Write out the data that follows exactly, keeping every picture out.

[Records for the exercise — start]

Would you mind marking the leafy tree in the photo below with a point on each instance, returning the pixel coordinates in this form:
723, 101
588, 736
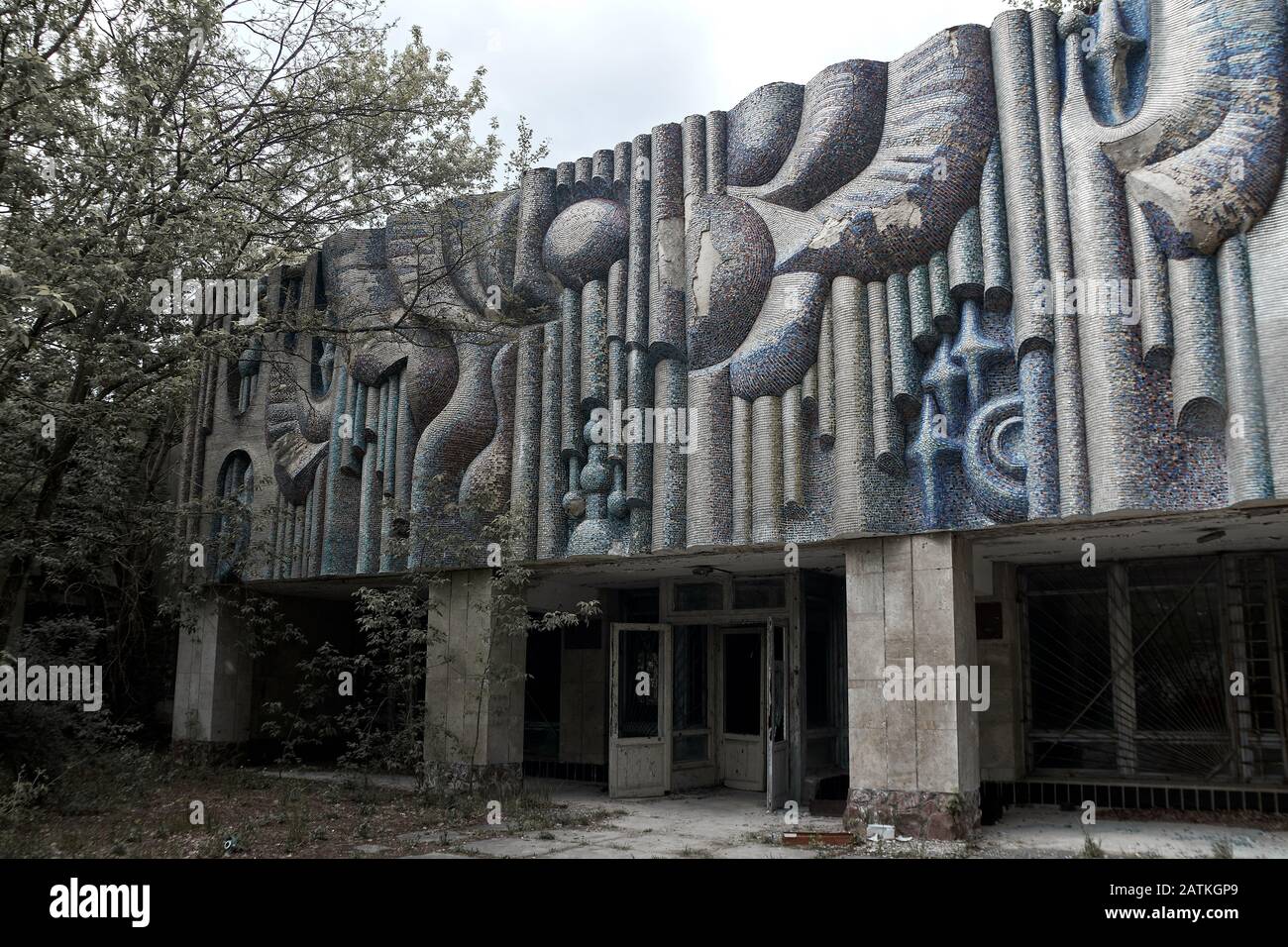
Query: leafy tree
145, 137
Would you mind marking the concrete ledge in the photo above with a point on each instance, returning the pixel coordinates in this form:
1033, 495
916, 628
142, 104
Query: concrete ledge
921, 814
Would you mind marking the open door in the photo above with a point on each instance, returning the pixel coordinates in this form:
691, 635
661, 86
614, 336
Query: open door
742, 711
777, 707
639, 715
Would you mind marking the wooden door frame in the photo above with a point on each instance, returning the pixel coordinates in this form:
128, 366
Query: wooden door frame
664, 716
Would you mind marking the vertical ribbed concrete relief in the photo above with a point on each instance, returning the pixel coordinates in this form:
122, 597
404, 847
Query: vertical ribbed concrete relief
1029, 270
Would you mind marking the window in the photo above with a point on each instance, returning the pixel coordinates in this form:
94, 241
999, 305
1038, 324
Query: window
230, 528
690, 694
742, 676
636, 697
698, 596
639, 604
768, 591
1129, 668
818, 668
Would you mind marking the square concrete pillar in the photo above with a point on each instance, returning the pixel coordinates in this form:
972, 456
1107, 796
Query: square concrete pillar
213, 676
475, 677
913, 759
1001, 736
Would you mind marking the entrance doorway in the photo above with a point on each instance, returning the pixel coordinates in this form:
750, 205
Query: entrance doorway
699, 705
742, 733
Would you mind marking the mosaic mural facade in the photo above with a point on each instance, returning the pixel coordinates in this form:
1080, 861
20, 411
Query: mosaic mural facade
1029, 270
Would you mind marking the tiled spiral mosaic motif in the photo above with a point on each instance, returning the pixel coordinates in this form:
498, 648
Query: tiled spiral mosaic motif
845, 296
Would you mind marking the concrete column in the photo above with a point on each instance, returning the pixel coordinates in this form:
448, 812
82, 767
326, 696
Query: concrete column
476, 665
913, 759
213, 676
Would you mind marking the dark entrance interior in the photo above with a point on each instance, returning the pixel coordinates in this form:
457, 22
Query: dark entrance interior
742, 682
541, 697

[Records for the exercise — finish]

# Solved exercise:
Would you mind marking the leafy tree in the photo below with a point on each instance, returning the pixel coordinates in this form:
723, 101
588, 736
Query: leafy tree
145, 137
Would you mind marking the concrete ledge in the photo above with a point on each instance, returning the pixel coordinates in this form:
1033, 495
916, 628
142, 104
Query: concrete ledge
921, 814
Would you mind marking the open door in the photo above with a point on each instance, returning the pixel coordinates in this form:
691, 635
661, 86
614, 336
Query: open door
742, 711
777, 707
639, 715
Would you mind marking the wooden door frame in the photo above with a point on each instance, returning the pixel coordinates in this form:
128, 366
Query: wooden door frame
664, 716
Would you mind marking the vertical ribbed concrete relief in the photo above with a point on each instance, returning the pixel coordinates in this form:
122, 597
404, 847
Query: vertical ribbed concrete relief
1029, 270
Would you mind marking the window in the photo above with a point on each instance, returning the pixel coordinates in this form:
94, 241
999, 305
1038, 324
Query: window
230, 528
690, 694
742, 676
636, 697
698, 596
639, 604
768, 591
1129, 668
818, 668
Would you mind marking the square concrete pillar in the photo above with a point on each instance, returning the pixel coordinates in this form:
972, 456
1107, 796
Query: square concrete pillar
213, 676
475, 677
913, 759
1001, 736
Would you mind marking the entrance doorway in the photo above with a point on each instance, returning the pixel coordinates in this form:
750, 205
Query: entrance doorway
699, 705
742, 733
Would you mind marking the mosaic mural facade in the photo above with a point on each instance, returning the pixel coordinates in this form:
1080, 861
20, 411
Query: mosaic mural facade
1029, 270
Would you mind marking the tiled spiral mosaic motif in the photo above with a point on each instance, returning the pixel coordinates in this form:
498, 648
Query: tiled spiral mosaic motif
845, 296
Would you mind marking the concrete column in the photo above with a point on each instance, returning the pixel coordinates in this form:
448, 812
82, 767
326, 696
Query: concrete column
476, 665
913, 759
213, 676
Would you mind marking the dark entrance interior in the photo above with a point on each instance, returning the pixel coordinates in this form:
457, 22
Query: dark entrance interior
742, 682
541, 697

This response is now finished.